**THE REQUEST**
List every line in the listing below that contains the word "woman".
--- begin ---
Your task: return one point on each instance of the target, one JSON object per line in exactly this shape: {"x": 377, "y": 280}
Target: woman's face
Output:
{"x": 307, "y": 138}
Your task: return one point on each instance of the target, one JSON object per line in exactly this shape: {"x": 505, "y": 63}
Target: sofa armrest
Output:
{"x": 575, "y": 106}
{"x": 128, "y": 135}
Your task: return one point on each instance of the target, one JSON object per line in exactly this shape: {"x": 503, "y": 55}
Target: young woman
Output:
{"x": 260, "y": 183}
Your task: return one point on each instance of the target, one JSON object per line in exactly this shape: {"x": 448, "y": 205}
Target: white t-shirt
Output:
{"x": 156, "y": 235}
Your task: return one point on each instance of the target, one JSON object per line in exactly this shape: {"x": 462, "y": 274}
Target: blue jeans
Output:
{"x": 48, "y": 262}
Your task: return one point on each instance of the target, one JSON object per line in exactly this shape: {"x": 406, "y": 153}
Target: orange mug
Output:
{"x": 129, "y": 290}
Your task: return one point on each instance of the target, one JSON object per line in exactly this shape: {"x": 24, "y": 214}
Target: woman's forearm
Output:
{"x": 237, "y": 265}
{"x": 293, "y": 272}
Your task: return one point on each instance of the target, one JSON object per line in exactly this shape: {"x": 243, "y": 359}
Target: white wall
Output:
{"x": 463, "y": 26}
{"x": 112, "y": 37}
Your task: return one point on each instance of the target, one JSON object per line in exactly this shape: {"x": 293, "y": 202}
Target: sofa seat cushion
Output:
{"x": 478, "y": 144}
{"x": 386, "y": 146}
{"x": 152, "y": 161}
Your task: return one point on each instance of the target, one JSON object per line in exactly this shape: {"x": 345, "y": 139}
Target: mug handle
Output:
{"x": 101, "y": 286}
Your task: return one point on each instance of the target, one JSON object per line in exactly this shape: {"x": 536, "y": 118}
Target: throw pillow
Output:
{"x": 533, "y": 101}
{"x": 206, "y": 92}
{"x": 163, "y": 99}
--- end ---
**WRITTEN REPLY**
Target: woman's face
Target: young woman
Target: woman's forearm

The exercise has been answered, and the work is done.